_Problem to work on_
Nothing outside the range below should be printed. Output exactly the lines from the line with "Confirm every instance of the white chocolate" to the line with "Confirm every instance of the small", both included.

_Material provided_
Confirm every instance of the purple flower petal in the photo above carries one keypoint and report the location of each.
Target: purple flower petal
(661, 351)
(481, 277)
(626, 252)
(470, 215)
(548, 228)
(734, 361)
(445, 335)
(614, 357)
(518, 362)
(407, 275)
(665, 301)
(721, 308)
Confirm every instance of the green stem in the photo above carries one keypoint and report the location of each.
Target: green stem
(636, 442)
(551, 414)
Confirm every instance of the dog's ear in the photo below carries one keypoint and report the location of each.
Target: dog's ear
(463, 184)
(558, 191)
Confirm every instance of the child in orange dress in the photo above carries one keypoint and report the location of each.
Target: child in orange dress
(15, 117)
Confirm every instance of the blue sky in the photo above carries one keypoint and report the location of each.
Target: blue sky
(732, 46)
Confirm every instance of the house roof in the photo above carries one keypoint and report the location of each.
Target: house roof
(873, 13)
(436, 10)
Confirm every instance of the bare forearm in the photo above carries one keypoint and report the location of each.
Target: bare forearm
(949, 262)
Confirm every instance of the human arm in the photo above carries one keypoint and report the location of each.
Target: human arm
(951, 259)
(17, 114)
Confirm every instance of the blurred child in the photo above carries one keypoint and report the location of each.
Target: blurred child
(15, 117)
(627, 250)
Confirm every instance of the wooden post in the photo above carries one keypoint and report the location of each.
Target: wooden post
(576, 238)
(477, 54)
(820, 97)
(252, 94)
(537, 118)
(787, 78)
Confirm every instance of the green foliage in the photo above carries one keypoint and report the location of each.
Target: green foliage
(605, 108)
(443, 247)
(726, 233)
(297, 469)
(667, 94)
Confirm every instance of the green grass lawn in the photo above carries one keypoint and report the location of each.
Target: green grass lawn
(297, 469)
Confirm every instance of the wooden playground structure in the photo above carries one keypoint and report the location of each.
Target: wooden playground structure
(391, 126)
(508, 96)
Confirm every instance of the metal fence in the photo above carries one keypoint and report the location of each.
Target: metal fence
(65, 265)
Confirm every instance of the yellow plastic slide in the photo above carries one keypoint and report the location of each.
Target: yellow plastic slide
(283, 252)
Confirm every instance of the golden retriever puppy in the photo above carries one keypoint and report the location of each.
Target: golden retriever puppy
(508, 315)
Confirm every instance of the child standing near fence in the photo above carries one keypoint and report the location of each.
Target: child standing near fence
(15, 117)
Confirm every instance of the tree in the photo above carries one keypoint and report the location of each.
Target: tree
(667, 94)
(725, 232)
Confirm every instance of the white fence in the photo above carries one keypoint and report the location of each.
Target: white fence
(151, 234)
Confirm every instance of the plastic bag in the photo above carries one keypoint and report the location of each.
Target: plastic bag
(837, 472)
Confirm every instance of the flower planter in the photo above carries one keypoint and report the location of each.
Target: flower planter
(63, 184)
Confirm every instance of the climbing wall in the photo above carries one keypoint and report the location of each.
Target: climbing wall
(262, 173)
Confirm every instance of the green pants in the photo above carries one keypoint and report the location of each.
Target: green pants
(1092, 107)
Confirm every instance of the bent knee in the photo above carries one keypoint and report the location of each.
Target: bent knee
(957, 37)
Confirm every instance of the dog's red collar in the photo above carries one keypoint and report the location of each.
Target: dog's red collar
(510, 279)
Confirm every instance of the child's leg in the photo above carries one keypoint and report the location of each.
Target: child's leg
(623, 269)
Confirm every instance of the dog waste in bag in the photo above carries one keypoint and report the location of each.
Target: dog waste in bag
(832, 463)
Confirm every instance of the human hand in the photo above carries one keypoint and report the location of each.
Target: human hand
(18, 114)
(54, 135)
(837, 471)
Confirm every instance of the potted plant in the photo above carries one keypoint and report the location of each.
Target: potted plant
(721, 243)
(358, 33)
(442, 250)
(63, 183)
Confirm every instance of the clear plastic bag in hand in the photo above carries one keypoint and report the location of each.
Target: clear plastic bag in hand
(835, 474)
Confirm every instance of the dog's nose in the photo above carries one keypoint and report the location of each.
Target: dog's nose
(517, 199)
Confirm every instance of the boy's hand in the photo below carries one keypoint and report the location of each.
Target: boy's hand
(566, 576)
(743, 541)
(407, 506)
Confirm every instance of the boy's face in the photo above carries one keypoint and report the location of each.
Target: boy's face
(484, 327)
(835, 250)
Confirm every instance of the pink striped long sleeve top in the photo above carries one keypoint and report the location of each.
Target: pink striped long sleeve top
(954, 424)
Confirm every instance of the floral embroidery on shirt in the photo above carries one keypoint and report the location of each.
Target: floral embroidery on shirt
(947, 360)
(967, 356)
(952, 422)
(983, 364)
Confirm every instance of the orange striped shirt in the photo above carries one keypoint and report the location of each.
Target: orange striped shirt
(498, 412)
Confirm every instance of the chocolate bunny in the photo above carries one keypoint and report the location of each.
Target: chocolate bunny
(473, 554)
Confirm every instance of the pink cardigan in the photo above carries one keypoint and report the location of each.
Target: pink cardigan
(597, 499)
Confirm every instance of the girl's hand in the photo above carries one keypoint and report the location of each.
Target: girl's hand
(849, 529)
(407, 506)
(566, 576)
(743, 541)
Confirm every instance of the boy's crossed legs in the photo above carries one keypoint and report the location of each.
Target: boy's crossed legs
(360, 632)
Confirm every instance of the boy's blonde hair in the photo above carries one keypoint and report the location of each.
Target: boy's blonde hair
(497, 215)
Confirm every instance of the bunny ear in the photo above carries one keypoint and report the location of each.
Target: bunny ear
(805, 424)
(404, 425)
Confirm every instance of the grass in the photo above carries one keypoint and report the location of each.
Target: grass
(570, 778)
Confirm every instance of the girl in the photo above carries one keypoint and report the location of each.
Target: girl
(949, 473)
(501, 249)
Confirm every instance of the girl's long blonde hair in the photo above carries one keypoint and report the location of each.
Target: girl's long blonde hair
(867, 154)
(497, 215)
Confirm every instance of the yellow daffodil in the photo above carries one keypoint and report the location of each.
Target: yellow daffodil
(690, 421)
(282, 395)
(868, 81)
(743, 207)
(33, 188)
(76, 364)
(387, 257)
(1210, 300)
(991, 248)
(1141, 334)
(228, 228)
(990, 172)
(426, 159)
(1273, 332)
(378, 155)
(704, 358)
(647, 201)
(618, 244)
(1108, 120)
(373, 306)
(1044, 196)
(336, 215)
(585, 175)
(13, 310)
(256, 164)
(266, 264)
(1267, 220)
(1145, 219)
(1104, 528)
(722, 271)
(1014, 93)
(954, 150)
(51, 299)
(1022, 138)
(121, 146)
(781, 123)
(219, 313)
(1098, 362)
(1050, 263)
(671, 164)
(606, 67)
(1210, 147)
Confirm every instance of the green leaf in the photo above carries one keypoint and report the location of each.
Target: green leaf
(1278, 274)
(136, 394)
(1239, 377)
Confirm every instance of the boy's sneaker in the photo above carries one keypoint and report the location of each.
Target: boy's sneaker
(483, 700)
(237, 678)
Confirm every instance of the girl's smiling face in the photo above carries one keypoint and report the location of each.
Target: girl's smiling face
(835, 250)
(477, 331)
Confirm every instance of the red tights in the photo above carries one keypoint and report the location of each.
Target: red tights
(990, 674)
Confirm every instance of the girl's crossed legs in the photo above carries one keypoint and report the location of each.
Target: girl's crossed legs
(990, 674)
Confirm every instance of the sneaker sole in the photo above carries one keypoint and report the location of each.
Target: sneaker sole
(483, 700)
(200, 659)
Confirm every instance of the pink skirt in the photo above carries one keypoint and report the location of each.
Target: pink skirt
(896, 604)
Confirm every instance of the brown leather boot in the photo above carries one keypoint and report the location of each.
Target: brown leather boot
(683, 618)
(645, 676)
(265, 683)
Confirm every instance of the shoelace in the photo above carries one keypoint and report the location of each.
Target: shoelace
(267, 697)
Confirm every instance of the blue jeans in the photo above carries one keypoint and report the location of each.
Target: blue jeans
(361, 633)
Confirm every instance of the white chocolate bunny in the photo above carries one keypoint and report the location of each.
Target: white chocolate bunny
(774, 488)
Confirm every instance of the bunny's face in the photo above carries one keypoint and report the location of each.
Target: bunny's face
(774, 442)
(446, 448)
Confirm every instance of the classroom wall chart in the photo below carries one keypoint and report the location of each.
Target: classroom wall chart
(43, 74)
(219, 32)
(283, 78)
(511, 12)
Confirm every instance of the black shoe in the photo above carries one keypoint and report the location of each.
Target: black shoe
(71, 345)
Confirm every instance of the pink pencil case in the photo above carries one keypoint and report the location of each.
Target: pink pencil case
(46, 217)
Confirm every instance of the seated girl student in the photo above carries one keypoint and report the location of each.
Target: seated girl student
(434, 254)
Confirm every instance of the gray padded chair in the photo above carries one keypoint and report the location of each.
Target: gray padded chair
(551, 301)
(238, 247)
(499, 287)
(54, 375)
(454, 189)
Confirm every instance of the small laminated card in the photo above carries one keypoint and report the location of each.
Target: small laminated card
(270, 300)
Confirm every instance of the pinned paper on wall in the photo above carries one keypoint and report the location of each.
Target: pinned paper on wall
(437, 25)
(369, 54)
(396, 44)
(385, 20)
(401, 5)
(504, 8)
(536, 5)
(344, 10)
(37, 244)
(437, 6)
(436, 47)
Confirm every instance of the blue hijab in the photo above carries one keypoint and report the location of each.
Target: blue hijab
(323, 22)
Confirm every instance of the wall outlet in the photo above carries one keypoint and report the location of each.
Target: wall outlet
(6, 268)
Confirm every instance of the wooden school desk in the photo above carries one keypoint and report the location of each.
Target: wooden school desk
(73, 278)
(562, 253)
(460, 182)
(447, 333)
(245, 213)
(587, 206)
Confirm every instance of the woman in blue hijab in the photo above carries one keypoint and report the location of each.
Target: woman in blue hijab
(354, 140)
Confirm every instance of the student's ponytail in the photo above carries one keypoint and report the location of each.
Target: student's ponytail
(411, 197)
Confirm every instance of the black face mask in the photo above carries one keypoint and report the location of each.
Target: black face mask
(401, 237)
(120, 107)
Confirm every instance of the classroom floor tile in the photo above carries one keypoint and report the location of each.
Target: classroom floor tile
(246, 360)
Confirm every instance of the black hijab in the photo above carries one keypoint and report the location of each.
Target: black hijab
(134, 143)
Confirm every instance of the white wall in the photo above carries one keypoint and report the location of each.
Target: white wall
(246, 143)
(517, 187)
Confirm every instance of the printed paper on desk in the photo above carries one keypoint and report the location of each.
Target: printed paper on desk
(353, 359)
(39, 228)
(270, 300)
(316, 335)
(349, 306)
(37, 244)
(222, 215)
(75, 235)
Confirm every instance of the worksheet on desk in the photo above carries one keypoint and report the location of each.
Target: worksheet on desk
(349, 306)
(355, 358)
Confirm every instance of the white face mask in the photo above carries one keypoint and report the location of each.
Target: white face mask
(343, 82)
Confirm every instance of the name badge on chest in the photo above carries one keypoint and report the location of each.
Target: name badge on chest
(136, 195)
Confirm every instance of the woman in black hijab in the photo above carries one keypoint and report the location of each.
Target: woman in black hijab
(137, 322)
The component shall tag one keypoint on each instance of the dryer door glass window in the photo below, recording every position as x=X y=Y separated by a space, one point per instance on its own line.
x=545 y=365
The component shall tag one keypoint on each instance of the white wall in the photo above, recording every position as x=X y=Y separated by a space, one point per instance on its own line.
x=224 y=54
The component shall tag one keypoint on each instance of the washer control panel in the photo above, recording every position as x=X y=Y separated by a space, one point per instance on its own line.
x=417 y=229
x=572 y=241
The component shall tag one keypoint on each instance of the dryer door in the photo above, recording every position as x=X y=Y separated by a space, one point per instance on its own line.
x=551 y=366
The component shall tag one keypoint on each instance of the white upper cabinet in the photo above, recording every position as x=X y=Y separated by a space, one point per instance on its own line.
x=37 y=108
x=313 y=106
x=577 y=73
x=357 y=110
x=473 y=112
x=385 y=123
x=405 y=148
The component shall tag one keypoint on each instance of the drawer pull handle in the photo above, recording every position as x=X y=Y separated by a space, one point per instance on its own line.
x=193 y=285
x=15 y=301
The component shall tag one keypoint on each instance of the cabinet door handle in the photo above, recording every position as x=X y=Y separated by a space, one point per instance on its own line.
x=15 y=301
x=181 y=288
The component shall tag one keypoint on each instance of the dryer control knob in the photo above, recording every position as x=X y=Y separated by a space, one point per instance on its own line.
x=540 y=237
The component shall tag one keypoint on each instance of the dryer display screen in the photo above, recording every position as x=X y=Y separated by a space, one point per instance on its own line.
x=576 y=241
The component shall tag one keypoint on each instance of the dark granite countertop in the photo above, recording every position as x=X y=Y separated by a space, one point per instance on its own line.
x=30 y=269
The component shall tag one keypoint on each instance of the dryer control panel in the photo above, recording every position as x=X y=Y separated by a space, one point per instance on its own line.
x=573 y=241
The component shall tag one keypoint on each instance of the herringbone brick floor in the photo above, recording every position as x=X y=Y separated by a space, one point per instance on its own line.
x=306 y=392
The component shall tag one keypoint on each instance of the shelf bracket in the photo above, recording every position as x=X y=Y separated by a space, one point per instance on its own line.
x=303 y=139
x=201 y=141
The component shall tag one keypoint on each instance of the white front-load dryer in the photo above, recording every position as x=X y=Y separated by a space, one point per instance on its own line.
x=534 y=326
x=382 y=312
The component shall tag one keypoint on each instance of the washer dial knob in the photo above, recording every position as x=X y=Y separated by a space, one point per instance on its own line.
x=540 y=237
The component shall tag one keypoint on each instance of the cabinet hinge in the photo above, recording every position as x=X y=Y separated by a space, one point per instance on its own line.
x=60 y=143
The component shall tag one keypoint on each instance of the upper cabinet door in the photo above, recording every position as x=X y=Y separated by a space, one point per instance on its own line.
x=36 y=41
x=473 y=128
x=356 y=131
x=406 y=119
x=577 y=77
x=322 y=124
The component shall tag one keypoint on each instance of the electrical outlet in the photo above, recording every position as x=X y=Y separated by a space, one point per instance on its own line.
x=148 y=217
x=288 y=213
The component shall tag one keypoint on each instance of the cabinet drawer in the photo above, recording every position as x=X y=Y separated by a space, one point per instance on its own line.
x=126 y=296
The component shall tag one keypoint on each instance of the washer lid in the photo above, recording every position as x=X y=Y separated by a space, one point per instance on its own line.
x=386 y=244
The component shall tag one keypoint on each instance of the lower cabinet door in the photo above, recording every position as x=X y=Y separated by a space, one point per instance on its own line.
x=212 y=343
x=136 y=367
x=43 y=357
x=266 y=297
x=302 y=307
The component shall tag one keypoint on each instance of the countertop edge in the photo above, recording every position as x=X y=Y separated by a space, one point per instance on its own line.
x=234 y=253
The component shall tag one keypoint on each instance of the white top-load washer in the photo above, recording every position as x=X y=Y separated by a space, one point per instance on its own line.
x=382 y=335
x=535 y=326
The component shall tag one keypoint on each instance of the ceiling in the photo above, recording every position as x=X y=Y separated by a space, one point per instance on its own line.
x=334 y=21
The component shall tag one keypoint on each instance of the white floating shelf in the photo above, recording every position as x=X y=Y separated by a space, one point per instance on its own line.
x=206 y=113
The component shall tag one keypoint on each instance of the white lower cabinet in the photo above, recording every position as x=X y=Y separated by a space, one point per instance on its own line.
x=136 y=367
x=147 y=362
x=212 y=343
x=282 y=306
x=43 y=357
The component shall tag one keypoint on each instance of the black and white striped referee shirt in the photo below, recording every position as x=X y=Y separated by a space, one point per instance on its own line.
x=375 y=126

_Answer to this problem_
Confirm every instance of the white chocolate bunny in the photo above carries one keypoint and report the location of each.
Target: white chocolate bunny
(774, 488)
Confirm every instance of the bunny's face in the photo above carries one keypoint and report the location of each.
Target: bunny's face
(774, 442)
(446, 448)
Confirm every instance of the classroom wall chart in the photo below carries one keypoint and report the location of each.
Target: classroom wall chart
(43, 74)
(219, 32)
(283, 78)
(511, 12)
Confirm every instance of the black shoe in the photo above carries one keypoint and report the location of each.
Target: black shoe
(71, 345)
Confirm every instance of the pink pencil case in the photo above carries one keypoint and report the location of each.
Target: pink pencil case
(46, 217)
Confirm every instance of the seated girl student in the photo above carries one keypoint and report the location of each.
Target: seated girl student
(434, 254)
Confirm every instance of the gray padded chair in the photo above carries one keypoint and report the location of each.
Target: gray padded chair
(551, 301)
(238, 247)
(499, 287)
(54, 375)
(454, 189)
Confirm every instance of the small laminated card in the photo above carries one keypoint and report the location of each.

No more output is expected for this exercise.